>> START Reading text
| The BIC Boy
Ever wonder where the BIC® logo and name came from? What's with that 8-ball-headed boy with the large cudgel-looking instrument behind his back, anyway?
This logo dates from 1950 when BIC (short for Marcel Bich, the companys founder) ballpoint pens appeared in France bearing this insignia.
In 1952, well-known graphic designer Raymond Savignac created the earliest slogan: "Elle court, elle court, la Pointe BIC® (it runs, it runs, the BIC® point). An ad slogan that'd be a little tricky today, easily conjuring images of blackened front shirt pockets and stained desk drawers, but it served well in that time and place.
>> END Reading text
>> START Dataset excerpts
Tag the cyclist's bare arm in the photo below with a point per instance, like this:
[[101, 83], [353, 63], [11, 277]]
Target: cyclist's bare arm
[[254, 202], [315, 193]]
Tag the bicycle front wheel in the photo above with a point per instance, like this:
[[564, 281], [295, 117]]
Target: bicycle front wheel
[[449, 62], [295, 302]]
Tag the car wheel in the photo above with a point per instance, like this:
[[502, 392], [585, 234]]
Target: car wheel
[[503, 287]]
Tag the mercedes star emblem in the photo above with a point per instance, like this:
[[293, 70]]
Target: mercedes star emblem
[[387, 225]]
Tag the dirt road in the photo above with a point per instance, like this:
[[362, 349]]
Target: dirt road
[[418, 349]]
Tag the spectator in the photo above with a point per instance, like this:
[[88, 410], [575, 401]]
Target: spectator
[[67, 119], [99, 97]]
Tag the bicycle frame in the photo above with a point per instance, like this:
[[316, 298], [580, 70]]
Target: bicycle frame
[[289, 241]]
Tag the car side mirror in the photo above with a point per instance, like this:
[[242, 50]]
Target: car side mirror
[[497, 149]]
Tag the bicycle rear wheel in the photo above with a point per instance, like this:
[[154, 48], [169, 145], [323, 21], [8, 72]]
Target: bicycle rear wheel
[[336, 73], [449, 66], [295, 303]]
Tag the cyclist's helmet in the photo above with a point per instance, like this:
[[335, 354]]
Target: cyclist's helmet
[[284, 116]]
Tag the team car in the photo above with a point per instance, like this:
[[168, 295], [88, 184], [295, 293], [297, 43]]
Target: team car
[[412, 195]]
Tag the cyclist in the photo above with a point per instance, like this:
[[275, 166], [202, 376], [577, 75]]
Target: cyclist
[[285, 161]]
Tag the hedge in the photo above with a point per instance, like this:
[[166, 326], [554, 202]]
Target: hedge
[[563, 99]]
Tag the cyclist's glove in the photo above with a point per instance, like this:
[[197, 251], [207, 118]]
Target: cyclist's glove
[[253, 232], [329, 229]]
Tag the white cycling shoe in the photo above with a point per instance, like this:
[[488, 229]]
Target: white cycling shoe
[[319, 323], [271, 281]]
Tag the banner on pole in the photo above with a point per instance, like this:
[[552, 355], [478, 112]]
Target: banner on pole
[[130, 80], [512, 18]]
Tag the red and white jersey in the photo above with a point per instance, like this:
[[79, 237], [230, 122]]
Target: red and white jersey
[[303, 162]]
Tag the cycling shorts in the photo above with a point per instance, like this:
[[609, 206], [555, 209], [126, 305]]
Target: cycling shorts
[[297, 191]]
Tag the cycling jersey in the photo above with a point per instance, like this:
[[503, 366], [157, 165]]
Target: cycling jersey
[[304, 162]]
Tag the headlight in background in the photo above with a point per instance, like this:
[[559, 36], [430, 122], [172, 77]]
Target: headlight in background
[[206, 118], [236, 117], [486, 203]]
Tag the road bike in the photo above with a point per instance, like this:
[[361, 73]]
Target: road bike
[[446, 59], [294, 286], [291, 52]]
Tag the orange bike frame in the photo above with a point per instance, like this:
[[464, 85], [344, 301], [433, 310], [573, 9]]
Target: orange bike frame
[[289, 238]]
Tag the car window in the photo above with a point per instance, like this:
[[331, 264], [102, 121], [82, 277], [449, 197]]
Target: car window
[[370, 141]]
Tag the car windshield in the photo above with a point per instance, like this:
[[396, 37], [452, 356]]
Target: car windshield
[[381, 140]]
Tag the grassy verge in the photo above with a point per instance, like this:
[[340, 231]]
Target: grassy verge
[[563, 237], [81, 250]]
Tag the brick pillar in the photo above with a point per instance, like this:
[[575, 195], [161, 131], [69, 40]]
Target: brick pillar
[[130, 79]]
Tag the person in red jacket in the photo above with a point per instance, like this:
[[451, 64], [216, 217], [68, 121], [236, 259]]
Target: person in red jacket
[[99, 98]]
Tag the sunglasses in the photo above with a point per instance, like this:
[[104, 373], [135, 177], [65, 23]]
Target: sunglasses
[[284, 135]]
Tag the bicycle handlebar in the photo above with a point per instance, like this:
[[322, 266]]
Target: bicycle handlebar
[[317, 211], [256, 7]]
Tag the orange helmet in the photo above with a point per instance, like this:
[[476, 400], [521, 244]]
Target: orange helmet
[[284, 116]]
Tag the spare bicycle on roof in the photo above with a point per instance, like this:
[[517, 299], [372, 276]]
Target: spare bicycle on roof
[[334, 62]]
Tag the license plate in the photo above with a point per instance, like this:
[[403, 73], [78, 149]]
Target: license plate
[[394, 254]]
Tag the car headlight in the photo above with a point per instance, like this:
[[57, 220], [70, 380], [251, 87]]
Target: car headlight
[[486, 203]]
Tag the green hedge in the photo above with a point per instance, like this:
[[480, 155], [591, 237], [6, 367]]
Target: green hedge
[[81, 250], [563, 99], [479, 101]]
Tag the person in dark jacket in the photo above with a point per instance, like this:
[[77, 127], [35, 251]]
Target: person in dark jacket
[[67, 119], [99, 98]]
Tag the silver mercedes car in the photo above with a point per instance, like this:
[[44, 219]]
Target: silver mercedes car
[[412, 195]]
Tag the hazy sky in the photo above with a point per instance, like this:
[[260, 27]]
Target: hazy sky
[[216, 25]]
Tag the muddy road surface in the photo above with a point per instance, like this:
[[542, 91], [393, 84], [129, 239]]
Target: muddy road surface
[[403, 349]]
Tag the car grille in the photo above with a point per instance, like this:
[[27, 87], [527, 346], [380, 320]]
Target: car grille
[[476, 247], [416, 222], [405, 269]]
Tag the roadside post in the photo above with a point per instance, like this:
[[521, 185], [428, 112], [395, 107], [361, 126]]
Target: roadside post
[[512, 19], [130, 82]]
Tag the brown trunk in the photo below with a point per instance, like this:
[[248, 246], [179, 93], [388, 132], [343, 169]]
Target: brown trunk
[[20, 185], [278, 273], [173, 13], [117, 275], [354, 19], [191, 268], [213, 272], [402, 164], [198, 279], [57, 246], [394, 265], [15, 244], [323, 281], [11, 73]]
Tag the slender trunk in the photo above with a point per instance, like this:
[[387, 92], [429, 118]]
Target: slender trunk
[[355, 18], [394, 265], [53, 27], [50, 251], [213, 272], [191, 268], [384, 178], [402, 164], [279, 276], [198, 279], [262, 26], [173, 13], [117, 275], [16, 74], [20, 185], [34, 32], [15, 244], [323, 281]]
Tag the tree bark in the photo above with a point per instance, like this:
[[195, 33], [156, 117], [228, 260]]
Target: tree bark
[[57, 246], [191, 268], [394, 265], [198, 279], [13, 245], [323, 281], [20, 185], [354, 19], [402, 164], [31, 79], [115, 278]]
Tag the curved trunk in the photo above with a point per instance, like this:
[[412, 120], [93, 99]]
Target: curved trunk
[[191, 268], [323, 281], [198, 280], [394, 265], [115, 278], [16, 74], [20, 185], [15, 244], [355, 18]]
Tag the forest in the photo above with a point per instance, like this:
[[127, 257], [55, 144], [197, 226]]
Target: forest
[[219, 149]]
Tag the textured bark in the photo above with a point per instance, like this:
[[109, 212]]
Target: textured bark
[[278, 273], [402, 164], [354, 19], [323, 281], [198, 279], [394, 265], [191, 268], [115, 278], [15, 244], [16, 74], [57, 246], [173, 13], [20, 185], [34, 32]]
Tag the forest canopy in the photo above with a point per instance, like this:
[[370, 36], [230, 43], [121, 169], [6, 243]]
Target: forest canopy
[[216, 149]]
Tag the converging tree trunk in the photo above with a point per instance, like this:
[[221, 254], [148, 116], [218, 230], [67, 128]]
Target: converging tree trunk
>> END Dataset excerpts
Continue the piece on the origins of the BIC Boy logo, picking up right after its final sentence.

Then, a decade later, to promote the new tungsten-carbide ballpoint pen, appeared the "BIC Boy." According to BIC's website, "Hoping to catch the eyes of children, he designed a schoolboy with his head replaced by the pens ball and holding a pen behind his back." Strange, but it stuck. "Bille" stands for ball bearing or marble in French, and it's also slang for face or mug. That helps explain the boy's dark, glittering noggin.
So, the year after it was conceptualized, the schoolboy design was placed in front of the BIC letters, becoming the registered trademark we know today. Though it comes from a time when the company made only ballpoint pens, it has become the brand for the entire pantheon of BIC's stationery products, lighters and shaving razors.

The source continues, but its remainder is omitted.